▸ **EXERCISE REQUIREMENTS**
From the line containing "Target: skyscraper" down to the last line of the records below, copy every line exactly. Leave out everything before it.

▸ **PROVIDED RECORDS**
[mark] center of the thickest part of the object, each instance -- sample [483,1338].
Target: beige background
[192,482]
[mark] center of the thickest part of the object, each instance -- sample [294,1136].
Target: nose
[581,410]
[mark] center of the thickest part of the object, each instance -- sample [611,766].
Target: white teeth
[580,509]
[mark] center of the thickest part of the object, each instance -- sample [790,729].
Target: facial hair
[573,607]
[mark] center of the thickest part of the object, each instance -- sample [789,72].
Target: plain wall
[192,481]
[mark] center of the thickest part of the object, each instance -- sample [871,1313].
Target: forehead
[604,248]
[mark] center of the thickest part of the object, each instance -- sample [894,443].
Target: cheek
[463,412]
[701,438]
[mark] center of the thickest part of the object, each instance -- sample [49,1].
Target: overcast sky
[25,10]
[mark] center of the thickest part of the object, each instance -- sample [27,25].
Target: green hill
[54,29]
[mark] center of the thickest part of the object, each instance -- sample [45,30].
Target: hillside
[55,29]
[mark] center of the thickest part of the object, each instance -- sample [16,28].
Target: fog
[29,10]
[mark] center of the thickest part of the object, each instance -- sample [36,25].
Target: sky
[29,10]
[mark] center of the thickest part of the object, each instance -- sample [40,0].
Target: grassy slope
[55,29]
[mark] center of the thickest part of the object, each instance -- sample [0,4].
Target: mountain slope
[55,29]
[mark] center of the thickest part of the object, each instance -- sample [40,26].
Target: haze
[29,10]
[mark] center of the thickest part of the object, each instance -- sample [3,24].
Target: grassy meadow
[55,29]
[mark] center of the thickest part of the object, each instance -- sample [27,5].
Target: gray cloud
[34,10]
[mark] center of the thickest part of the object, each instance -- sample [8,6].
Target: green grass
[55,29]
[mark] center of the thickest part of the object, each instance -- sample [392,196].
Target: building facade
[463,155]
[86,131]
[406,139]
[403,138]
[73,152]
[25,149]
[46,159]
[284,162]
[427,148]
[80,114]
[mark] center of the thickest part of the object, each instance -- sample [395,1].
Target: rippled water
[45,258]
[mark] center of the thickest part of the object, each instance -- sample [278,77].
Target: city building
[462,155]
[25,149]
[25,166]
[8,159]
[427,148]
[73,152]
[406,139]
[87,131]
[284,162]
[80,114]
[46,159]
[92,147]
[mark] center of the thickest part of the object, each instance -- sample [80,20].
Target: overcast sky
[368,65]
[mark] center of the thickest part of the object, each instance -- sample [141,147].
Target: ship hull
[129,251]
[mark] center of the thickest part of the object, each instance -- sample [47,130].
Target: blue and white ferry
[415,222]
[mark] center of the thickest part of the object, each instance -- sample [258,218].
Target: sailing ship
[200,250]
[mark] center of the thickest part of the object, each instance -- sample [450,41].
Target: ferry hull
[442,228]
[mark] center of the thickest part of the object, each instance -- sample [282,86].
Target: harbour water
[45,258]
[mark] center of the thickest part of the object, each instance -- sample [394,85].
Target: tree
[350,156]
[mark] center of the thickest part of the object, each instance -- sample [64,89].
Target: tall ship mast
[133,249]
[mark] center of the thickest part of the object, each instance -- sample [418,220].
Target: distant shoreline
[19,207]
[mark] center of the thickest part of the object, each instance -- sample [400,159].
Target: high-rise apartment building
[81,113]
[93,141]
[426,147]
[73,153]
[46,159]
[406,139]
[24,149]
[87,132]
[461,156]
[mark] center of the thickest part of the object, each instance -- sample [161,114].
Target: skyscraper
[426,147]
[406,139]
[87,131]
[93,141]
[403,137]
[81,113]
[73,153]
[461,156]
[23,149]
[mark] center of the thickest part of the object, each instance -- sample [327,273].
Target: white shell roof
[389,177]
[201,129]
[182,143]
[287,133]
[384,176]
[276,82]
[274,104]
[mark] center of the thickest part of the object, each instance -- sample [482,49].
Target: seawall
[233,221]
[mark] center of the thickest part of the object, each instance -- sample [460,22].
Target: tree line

▸ **WRITTEN RESPONSE**
Target: skyscraper
[426,147]
[406,139]
[87,131]
[93,141]
[403,137]
[81,113]
[73,153]
[461,156]
[23,149]
[mark] center of the thickest part of the object, each instance -- sample [327,273].
Target: white shell roof
[389,177]
[201,129]
[182,143]
[287,133]
[384,176]
[276,82]
[274,104]
[mark] center of the thickest part of the object, each instance -- sample [482,49].
Target: seawall
[233,221]
[mark] center of the thickest part of the object, each instance -- sample [460,22].
Target: tree line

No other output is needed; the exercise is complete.